Ziel -> Stelle jede Zeile der folgenden Datensätze als Markdown-Tabelle mit den Spalten „Nr.“ und „Text“ dar, ohne Leerzeilen. Die Bilder werden nicht in die Tabelle übernommen.
☆ ☆ ☆ ☆ ☆
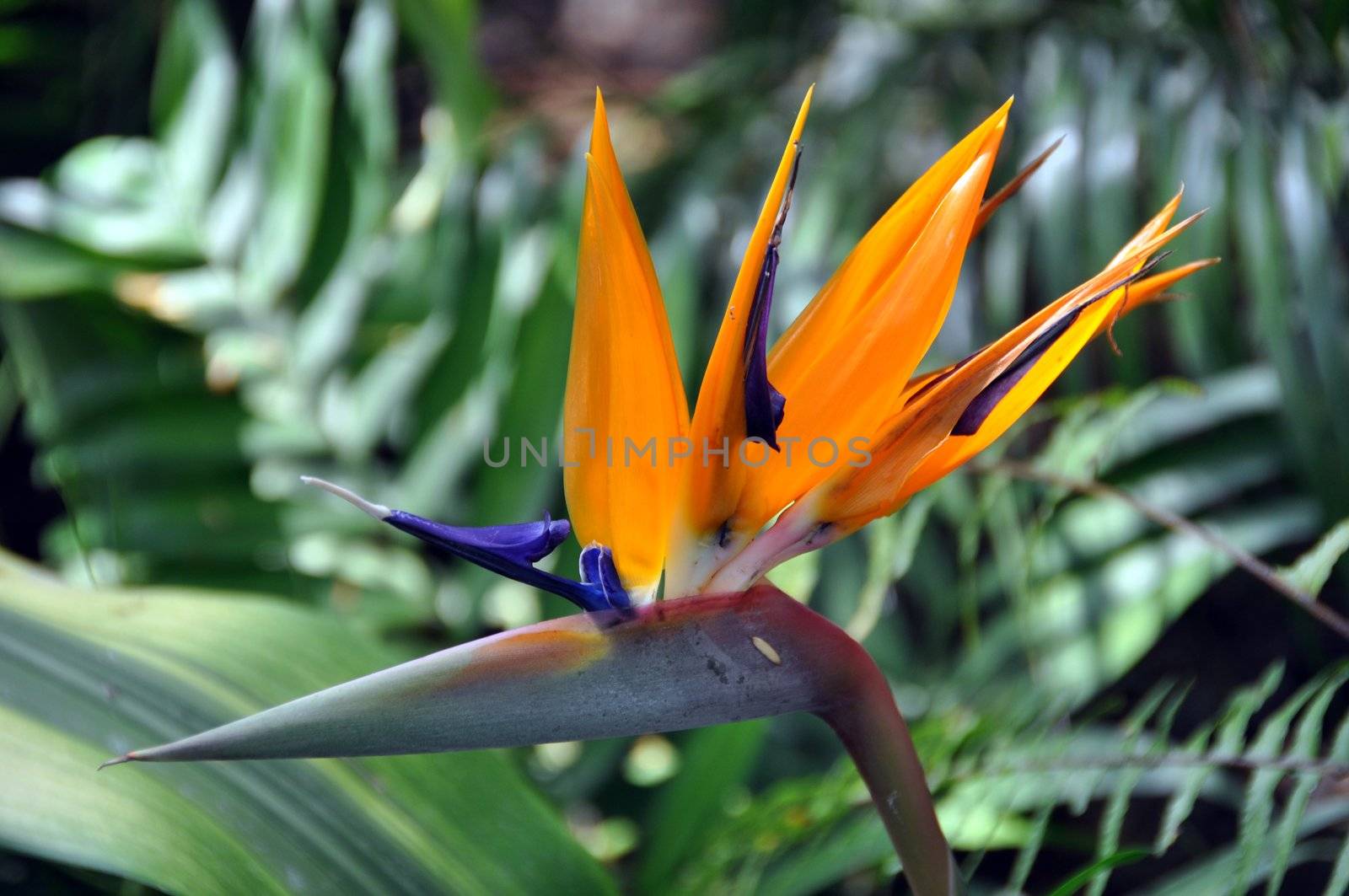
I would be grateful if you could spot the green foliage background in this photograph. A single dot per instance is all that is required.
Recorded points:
(325, 238)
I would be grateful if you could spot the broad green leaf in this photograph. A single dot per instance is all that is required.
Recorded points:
(88, 673)
(1312, 570)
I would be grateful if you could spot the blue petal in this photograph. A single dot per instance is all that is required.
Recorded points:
(766, 405)
(598, 570)
(509, 550)
(519, 541)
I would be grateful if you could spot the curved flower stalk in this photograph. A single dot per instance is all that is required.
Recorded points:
(712, 502)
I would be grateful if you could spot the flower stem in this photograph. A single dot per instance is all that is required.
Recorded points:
(874, 734)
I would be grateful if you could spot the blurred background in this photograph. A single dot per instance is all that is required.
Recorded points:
(242, 242)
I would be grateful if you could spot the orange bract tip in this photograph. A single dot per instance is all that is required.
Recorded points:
(625, 400)
(712, 489)
(948, 416)
(853, 348)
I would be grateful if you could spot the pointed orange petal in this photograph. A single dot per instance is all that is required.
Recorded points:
(712, 487)
(1013, 186)
(1155, 287)
(917, 447)
(625, 400)
(849, 354)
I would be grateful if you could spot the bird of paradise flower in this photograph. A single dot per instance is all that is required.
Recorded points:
(714, 501)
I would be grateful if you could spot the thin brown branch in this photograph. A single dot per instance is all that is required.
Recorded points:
(1305, 601)
(1319, 767)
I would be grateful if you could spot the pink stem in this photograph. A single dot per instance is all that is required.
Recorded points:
(868, 722)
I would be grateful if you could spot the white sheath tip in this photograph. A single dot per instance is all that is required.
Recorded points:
(378, 512)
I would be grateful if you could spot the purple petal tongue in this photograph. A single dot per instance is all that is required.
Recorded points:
(509, 550)
(984, 404)
(766, 405)
(598, 568)
(524, 543)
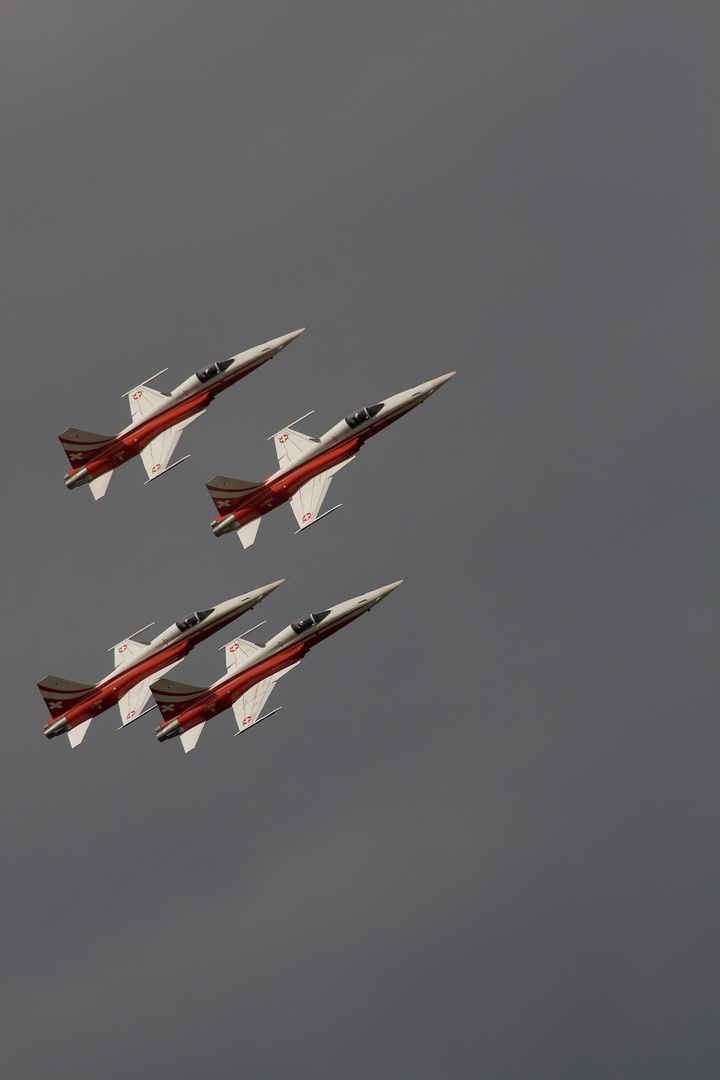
☆ ☆ ☆ ☆ ☆
Lösung ->
| Nr. | Text |
|---|---|
| 1 | I would be grateful if you could spot the green foliage background in this photograph. A single dot per instance is all that is required. |
| 2 | Recorded points: |
| 3 | (325, 238) |
| 4 | I would be grateful if you could spot the broad green leaf in this photograph. A single dot per instance is all that is required. |
| 5 | Recorded points: |
| 6 | (88, 673) |
| 7 | (1312, 570) |
| 8 | I would be grateful if you could spot the blue petal in this photograph. A single dot per instance is all that is required. |
| 9 | Recorded points: |
| 10 | (766, 405) |
| 11 | (598, 570) |
| 12 | (509, 550) |
| 13 | (519, 541) |
| 14 | I would be grateful if you could spot the curved flower stalk in this photograph. A single dot per instance is all that is required. |
| 15 | Recorded points: |
| 16 | (712, 502) |
| 17 | I would be grateful if you could spot the flower stem in this photograph. A single dot per instance is all that is required. |
| 18 | Recorded points: |
| 19 | (874, 734) |
| 20 | I would be grateful if you could spot the blurred background in this photograph. A single dot per instance is all that is required. |
| 21 | Recorded points: |
| 22 | (242, 242) |
| 23 | I would be grateful if you could spot the orange bract tip in this photograph. A single dot per instance is all that is required. |
| 24 | Recorded points: |
| 25 | (625, 400) |
| 26 | (712, 489) |
| 27 | (948, 416) |
| 28 | (853, 348) |
| 29 | I would be grateful if you could spot the pointed orange petal in this photograph. A single dot per instance is all that is required. |
| 30 | Recorded points: |
| 31 | (712, 487) |
| 32 | (1013, 186) |
| 33 | (1155, 287) |
| 34 | (917, 447) |
| 35 | (625, 400) |
| 36 | (849, 354) |
| 37 | I would be grateful if you could spot the bird of paradise flower in this photograph. A single dot per instance is all that is required. |
| 38 | Recorded points: |
| 39 | (714, 501) |
| 40 | I would be grateful if you could spot the thin brown branch in this photograph. A single dot per instance is all that is required. |
| 41 | Recorded points: |
| 42 | (1305, 601) |
| 43 | (1319, 767) |
| 44 | I would be grateful if you could spot the pink stem in this photograph. A single dot per instance is all that is required. |
| 45 | Recorded points: |
| 46 | (868, 722) |
| 47 | I would be grateful if you could spot the white sheath tip in this photograph. A single dot per instance is all that is required. |
| 48 | Recorded points: |
| 49 | (378, 512) |
| 50 | I would be grateful if you could spot the purple petal tongue in this photograph. A single dot per instance is all that is required. |
| 51 | Recorded points: |
| 52 | (509, 550) |
| 53 | (984, 404) |
| 54 | (766, 405) |
| 55 | (598, 568) |
| 56 | (524, 543) |